━━ Document segment

Greenhouse has gone from chrysanthemums to cement

In Edgecliff, on East Sixth Avenue, where the homes are little too small, the grass a little too high and the dogs more than a little mean, there sits a house of glass 50 yards long with a chimney 30 feet tall.
You can look right through it to the homes across the street. No one lives in this glass house anymore, this greenhouse. Like a thin ghost, it barely casts a shadow. But it has a soul, a story anyway, one few people know better than Claude Montecucco.
“Yes, I know the house,” said Montecucco last Wednesday. He spoke cautiously into his office telephone. It had been years since he had visited Sixth Avenue. He wanted to make sure he was talking about the right glass house. “Our family, we lived right there for a little while,” he said, referring to a small home attached to the greenhouse.
“We were immigrants. Dad and mom, my brother and I came from Italy in 1954. None of us knew a word of English then, literally,” explained Montecucco. “My dad took a job at Jacobson’s Greenhouse on Moran Prairie. He worked there for three years, then bought his own greenhouse,” the one on Sixth Avenue.
The story of the glass house, it seems, splays like arborvitae, touching two immigrant families, the Montecuccos, Frank and Ida, their sons Claude and Max, and also the family of Louis Halle, the man who sold it to them. It’s part of the legend of a once viable, but forgotten, cut-flower empire of the Inland Northwest.

━━━━
━━ Available data

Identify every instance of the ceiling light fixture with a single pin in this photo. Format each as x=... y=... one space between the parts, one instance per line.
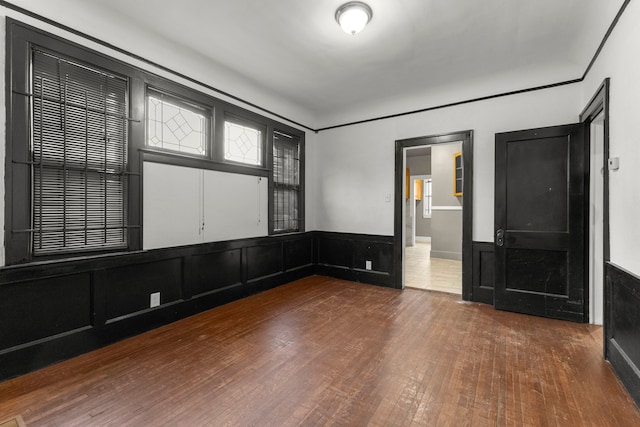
x=353 y=16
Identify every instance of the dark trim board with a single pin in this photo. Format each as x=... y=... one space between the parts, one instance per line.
x=134 y=56
x=483 y=272
x=54 y=310
x=466 y=137
x=344 y=256
x=622 y=336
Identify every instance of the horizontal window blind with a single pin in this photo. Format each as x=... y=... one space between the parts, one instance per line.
x=79 y=153
x=286 y=183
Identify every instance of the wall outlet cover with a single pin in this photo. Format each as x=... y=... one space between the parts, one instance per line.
x=154 y=299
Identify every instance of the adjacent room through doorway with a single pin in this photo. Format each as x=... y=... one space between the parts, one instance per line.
x=433 y=218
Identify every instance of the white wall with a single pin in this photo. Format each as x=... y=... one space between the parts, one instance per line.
x=173 y=58
x=355 y=164
x=619 y=61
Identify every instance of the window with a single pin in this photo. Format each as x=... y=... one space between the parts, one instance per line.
x=426 y=198
x=243 y=143
x=175 y=125
x=287 y=193
x=79 y=132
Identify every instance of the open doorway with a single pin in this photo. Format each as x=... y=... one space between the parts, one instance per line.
x=433 y=218
x=464 y=186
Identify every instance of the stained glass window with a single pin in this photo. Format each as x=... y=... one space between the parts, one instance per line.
x=175 y=125
x=243 y=144
x=286 y=183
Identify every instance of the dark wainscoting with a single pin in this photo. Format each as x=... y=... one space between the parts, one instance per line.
x=483 y=272
x=622 y=332
x=52 y=311
x=344 y=256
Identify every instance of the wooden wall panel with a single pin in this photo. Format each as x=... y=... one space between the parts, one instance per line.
x=622 y=326
x=264 y=260
x=37 y=309
x=56 y=310
x=379 y=253
x=127 y=289
x=212 y=271
x=298 y=253
x=334 y=251
x=344 y=256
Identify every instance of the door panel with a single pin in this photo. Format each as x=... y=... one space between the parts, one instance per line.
x=540 y=222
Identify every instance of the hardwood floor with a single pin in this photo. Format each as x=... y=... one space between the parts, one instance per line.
x=322 y=351
x=436 y=274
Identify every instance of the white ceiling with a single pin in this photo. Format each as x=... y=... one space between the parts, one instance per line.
x=295 y=50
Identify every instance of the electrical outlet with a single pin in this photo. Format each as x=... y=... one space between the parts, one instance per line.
x=154 y=299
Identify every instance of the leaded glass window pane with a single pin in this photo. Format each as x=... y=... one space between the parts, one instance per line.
x=242 y=144
x=286 y=183
x=175 y=125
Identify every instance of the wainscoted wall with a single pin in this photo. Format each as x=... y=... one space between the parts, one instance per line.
x=483 y=272
x=344 y=256
x=52 y=311
x=55 y=310
x=622 y=331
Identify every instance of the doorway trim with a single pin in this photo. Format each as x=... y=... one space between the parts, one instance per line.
x=599 y=103
x=466 y=137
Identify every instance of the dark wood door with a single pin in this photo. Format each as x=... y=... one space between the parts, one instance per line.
x=540 y=228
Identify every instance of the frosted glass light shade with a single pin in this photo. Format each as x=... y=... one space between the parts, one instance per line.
x=353 y=16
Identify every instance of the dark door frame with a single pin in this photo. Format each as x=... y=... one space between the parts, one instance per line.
x=600 y=103
x=467 y=202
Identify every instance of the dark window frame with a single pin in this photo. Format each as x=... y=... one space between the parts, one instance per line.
x=246 y=122
x=188 y=103
x=20 y=38
x=300 y=141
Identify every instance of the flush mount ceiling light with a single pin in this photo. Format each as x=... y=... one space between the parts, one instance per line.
x=353 y=16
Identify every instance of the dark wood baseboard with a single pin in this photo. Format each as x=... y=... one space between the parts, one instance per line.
x=622 y=333
x=56 y=310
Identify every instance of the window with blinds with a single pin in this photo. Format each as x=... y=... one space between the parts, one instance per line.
x=79 y=157
x=286 y=183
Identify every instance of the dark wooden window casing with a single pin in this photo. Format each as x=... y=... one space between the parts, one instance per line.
x=22 y=41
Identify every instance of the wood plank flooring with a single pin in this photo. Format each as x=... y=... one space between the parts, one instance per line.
x=436 y=274
x=322 y=351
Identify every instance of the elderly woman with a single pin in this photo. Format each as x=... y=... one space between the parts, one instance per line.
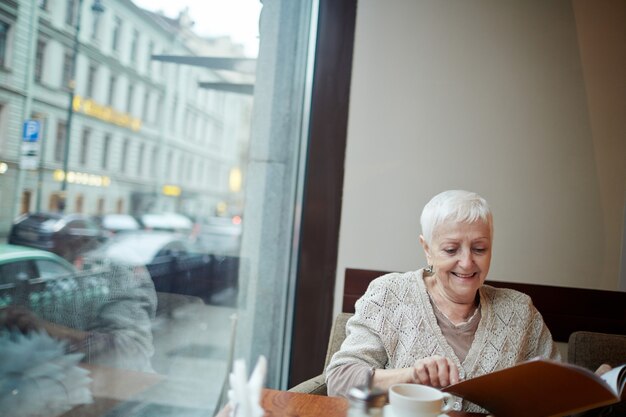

━━━━

How to complete this task —
From the greenhouse article, reproduce the passage that begins with the words containing "In Edgecliff, on" and ends with "to the greenhouse.". The entries come from a separate source.

Answer section —
In Edgecliff, on East Sixth Avenue, where the homes are little too small, the grass a little too high and the dogs more than a little mean, there sits a house of glass 50 yards long with a chimney 30 feet tall.
You can look right through it to the homes across the street. No one lives in this glass house anymore, this greenhouse. Like a thin ghost, it barely casts a shadow. But it has a soul, a story anyway, one few people know better than Claude Montecucco.
“Yes, I know the house,” said Montecucco last Wednesday. He spoke cautiously into his office telephone. It had been years since he had visited Sixth Avenue. He wanted to make sure he was talking about the right glass house. “Our family, we lived right there for a little while,” he said, referring to a small home attached to the greenhouse.